(Task instructions): Print every line of the material below word for word, but leave the pictures out.

○ ○ ○ ○

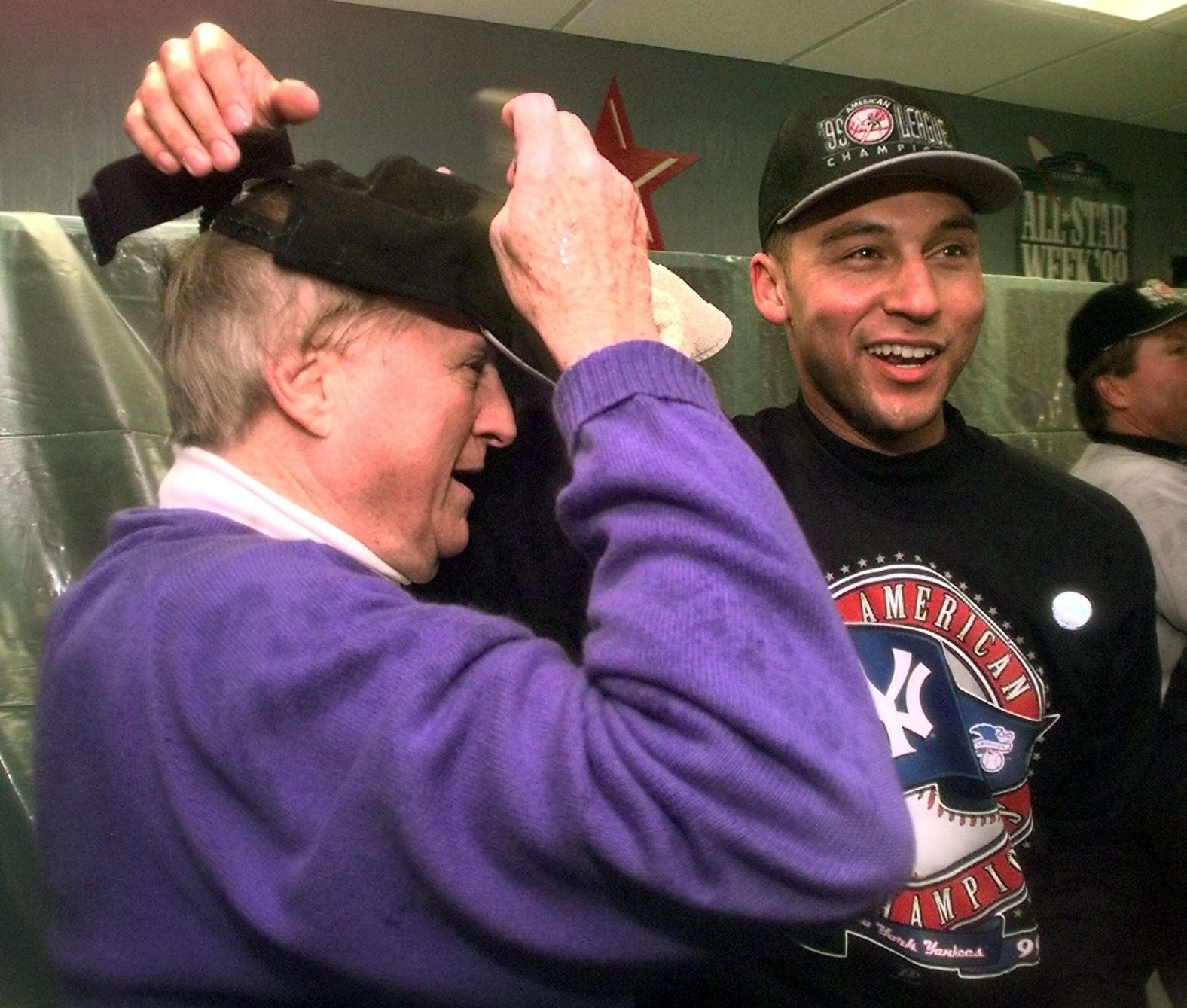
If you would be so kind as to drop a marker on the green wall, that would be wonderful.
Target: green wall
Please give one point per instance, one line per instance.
(412, 84)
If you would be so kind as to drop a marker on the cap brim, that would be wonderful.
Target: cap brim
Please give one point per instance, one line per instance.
(985, 184)
(1170, 315)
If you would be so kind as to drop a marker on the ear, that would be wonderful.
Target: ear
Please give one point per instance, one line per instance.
(303, 385)
(767, 286)
(1114, 391)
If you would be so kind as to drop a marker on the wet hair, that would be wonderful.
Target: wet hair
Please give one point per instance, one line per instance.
(1118, 360)
(228, 311)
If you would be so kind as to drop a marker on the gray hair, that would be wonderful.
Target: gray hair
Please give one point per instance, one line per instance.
(1118, 360)
(228, 311)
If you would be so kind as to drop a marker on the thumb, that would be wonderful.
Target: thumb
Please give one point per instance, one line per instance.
(292, 102)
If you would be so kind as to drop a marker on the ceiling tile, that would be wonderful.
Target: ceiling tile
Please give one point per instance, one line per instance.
(537, 14)
(766, 30)
(1170, 119)
(926, 44)
(1134, 75)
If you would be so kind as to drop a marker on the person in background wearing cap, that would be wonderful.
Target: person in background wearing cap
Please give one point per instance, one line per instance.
(267, 773)
(1127, 354)
(1002, 620)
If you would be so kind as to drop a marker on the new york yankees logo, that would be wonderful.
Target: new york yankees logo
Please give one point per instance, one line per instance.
(898, 721)
(962, 708)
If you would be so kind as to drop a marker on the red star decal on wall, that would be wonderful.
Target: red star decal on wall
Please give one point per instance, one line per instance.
(646, 169)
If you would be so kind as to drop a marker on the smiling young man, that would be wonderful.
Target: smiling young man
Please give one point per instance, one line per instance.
(1127, 352)
(1001, 608)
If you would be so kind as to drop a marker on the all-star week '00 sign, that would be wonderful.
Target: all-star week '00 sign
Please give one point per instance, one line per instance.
(1075, 221)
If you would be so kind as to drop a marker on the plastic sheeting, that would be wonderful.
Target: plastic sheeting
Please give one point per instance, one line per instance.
(84, 433)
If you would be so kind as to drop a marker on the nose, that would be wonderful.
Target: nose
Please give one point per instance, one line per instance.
(495, 419)
(912, 292)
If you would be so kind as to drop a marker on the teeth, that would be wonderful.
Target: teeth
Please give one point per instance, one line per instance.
(899, 350)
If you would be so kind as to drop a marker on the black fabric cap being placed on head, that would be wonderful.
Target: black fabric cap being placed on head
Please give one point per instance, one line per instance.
(1116, 313)
(404, 229)
(873, 128)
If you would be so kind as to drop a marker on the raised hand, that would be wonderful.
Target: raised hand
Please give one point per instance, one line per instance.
(571, 239)
(202, 94)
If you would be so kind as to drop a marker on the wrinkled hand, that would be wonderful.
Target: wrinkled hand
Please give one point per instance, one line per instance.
(201, 94)
(571, 239)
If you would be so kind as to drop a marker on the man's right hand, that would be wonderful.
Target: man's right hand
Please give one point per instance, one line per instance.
(204, 92)
(571, 239)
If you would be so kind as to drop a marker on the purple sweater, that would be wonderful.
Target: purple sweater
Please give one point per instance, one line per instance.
(266, 773)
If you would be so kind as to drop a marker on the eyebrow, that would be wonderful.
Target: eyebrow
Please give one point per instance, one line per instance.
(850, 229)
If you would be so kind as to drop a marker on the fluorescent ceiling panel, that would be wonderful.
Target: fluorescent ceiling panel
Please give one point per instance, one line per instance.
(1131, 10)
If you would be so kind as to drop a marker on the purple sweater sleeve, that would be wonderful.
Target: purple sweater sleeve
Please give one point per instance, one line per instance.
(432, 799)
(717, 750)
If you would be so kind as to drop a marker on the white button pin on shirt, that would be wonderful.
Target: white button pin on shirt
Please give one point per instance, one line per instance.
(1071, 610)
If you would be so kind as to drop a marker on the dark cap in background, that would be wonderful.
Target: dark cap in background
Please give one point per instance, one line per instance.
(1116, 313)
(873, 128)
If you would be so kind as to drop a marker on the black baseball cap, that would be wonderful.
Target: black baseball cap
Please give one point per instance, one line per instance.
(873, 129)
(1116, 313)
(401, 229)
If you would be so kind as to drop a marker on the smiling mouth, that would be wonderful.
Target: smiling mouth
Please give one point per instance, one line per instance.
(468, 478)
(901, 355)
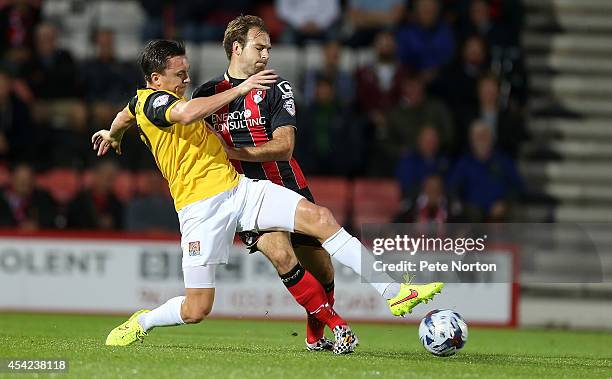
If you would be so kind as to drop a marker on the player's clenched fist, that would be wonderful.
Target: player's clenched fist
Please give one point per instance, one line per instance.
(102, 141)
(258, 81)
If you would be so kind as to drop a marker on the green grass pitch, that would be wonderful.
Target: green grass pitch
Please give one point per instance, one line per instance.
(270, 349)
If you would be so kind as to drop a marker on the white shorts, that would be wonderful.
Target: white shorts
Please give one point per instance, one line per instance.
(199, 276)
(208, 226)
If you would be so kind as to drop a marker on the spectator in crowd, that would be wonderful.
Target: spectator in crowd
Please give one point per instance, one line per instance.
(379, 84)
(430, 207)
(17, 135)
(152, 209)
(97, 207)
(309, 19)
(343, 82)
(485, 180)
(368, 18)
(458, 83)
(507, 126)
(53, 79)
(18, 20)
(427, 43)
(160, 23)
(415, 109)
(480, 23)
(205, 20)
(109, 81)
(51, 74)
(24, 206)
(330, 136)
(425, 161)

○ ○ ○ ○

(Correct result):
If you would be so kind as to drop a marker on the green wall, that would be wonderful.
Target: green wall
Please give one point per instance, one line per instance.
(412, 84)
If you would be so kind as to drop a marker on the cap brim, that would be wonderful.
Target: cap brim
Please give one point per instance, one line per instance.
(985, 184)
(1170, 315)
If you would be so kind as to drop a marker on the ear, that would be wonderful.
Target: ear
Please give one point per instance, one line per instance.
(303, 385)
(767, 286)
(1114, 391)
If you would be so kind as to drop a marker on the wet hair, that would be wonderful.
Target: wet hair
Please give one point per instance, one line per instance.
(1118, 360)
(228, 311)
If you would be so kind as to drop a marker on the gray hair, that would be wonderful.
Target: gray hair
Please give one point per instance, one line per instance.
(1118, 360)
(228, 311)
If you would be so kind as to drop a marker on the thumb, that would be wonderful.
Target: thumb
Please give one point per instance, one line per instance.
(292, 102)
If you would be so kind as to drop a marker on the ceiling tile, that would be wonderful.
Target: ceiling tile
Please give one point per instance, one line per instance.
(537, 14)
(766, 30)
(1170, 119)
(926, 44)
(1134, 75)
If you would be so kind as to drop a marker on the person in background wearing cap, that would be wonderful.
Target: person in background wearing cap
Please give one point per instance, one line per instance.
(267, 773)
(1127, 354)
(1002, 620)
If you would be so kind as to drop a marker on the new york yankees logo, that would be wonderful.
Target: new york yankees logo
Please give one point per instance, one line per instance.
(898, 721)
(962, 708)
If you would be so kind as to drop a marker on the red star decal on wall, that would be wonderful.
Target: red star decal on wall
Please give one point per instance, one line per instance.
(646, 169)
If you would be so kind as to drop a marker on the smiling young man, that would be wonderful.
Target: smiling young man
Please give one point per instance, one line per instance.
(1127, 352)
(1001, 608)
If you would be so kind as to drop a marker on the all-star week '00 sign, that would be wonderful.
Target: all-star week '00 sign
Please give one point per instance, one line per instance.
(1075, 221)
If you would be so kind as to drop a marker on the plastic sheeting, that would be wonderful.
Target: plastic sheeting
Please give one point per instance, one line per instance.
(84, 433)
If you would be so kind as to drop a marker on the nose, that would be wonderful.
Target: nose
Please give one point per instance, one line per instance.
(495, 419)
(912, 292)
If you would be so kind as to drop a marker on the teeth, that would be wonderful.
Target: teeth
Please give one point per instance, one line per instance.
(899, 350)
If you would be so kind as to drop a marker on the black fabric cap being placed on head, that would be wonderful.
Target: black fabric cap being placed on head
Please give one point per instance, one line per instance.
(1116, 313)
(404, 229)
(873, 128)
If you would be so kind as to drop a marker on the raised hand, that would be wonderful.
Target: raised hand
Please give one point per instance, one line per instance.
(571, 239)
(202, 94)
If you would be so kind as to drop a marker on the wrinkled hand, that would be wonderful.
Target: wrinkled hand
Please give one point per instance, one line per instance.
(201, 94)
(571, 239)
If you would be so kind as to drop a marker on the man's right hand, that would be wonderful.
Target: man's right hand
Please give one point per instance, one line per instance.
(204, 92)
(571, 239)
If you would be so kind as to drop a marker on the purple sweater, that would be wonderful.
Target: purple sweater
Please give one point per instance, one line per instance.
(266, 773)
If you would be so kind as to drop a marker on the eyebrow, that would be wonderful.
Target: eyebrow
Please give one point per instance, one line per instance.
(850, 229)
If you would be so kind as to drop a marker on the fluorescent ceiling panel, that would be wonderful.
Target: fluorescent ceiling panel
Please give one point per instance, one line per instance.
(1131, 10)
If you would be so kind as to drop a marker on the purple sweater sleeve, that would be wonderful.
Target: purple sweater sleeve
Please give one point per instance, one line per instance.
(432, 799)
(717, 750)
If you would be so kind as to drop a marker on the white button pin on shirt, that would be wonderful.
Target: white button pin on shirt
Please give one point per instance, one line per instance.
(1071, 610)
If you would be so kind as to drop a marker on the dark cap in background, that would be wonderful.
Target: dark cap in background
Please give one point per instance, one line per instance.
(1116, 313)
(873, 128)
If you would be so kind as to drop a marker on the black baseball cap, that would be wonderful.
Target: black baseball cap
Please give one point per instance, one line per instance.
(873, 129)
(1116, 313)
(401, 229)
If you would be so kind as to drop a marker on the smiling mouth, that would be wonderful.
Target: smiling mouth
Please give one point per instance, one line per instance.
(468, 478)
(901, 355)
If you would be so kind as to drop a marker on the player's clenched fist, that would be wonderful.
Target: player's clenched fist
Please give one point per instance, one line per instance.
(102, 141)
(258, 81)
If you would be so kind as to drop a marker on the green grass pitch, that would be wonderful.
Target: green grass pitch
Please give one point per instance, one line per instance.
(270, 349)
If you would be so kind as to drop a marker on the white shorts, that would be wonderful.
Target: white shorts
Please give one point per instance, one line per instance.
(199, 276)
(208, 226)
If you would be so kind as to drop a marker on the spectator in crowd, that would be wonderful.
Target: spectator in crowd
Please give one point per instance, one line per instance.
(379, 84)
(430, 207)
(17, 135)
(152, 209)
(97, 207)
(309, 19)
(343, 82)
(485, 180)
(368, 18)
(458, 83)
(507, 126)
(53, 79)
(18, 20)
(427, 43)
(160, 23)
(415, 109)
(480, 23)
(205, 20)
(109, 81)
(51, 74)
(24, 206)
(330, 136)
(425, 161)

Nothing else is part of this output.